EXCERPT:
■ ■ ■
I think it is a positive thing to have the World Cup held in the Middle East. I’m not saying that problems have not happened, and I am deeply sorry and sincerely hope things improve.
But, I do think that the idea of hosting the event itself has motivated Qatar in looking within to improve.

Gracie
Gracie
5 years ago
Reply to  Yummykarak

I think they have too many rules and restrictions with aspects to the religion. I heard they banned the playboy perfume, then they have the ‘you matter in Qatar’ thing about modest dress wear, then they have the whole limitation of pork and alcohol. So why host a world cup (full of drinking, hot dogs, nakedness etc) in a place where these things are frowned upon and disrespectful to the culture/beliefs. Just doesn’t make any sense. The world cup is better off in a more relaxed venue.
■ ■ ■
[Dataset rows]
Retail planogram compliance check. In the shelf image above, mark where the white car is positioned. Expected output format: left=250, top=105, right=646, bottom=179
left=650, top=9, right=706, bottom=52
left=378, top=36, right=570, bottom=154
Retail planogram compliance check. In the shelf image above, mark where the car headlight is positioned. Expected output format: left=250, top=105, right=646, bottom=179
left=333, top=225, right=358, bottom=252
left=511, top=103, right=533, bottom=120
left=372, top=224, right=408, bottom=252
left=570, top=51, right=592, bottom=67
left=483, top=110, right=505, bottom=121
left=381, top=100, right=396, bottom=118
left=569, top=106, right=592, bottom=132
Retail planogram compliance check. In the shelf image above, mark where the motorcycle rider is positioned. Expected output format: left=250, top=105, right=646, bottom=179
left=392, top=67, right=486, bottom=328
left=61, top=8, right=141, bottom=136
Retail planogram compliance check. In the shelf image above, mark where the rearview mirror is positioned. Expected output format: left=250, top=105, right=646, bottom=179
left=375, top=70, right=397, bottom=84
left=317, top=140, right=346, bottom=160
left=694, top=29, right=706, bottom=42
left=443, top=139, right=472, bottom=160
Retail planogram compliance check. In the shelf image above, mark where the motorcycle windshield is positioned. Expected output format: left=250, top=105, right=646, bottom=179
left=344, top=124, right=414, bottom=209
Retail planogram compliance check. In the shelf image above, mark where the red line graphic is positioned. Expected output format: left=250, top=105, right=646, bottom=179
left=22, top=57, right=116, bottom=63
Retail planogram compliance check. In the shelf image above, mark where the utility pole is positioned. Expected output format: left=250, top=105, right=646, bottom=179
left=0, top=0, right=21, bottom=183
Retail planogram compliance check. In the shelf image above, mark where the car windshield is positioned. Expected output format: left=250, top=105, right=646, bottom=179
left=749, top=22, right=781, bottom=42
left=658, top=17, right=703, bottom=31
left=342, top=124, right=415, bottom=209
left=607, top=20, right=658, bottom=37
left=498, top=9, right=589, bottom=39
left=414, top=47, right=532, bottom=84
■ ■ ■
THE TASK: Condense the paragraph in the World Cup comments that begins "I think they have too many rules" into a short bulleted list of its main points.

FINAL RESULT:
- Qatar has too many rules and restrictions tied to religion.
- Examples: a reported ban on Playboy perfume, the "you matter in Qatar" guidance on modest dress, and limits on pork and alcohol.
- A World Cup is full of drinking, hot dogs and nakedness, which are frowned upon there and disrespectful to the local culture and beliefs.
- Hosting it there makes no sense; a more relaxed venue would be better.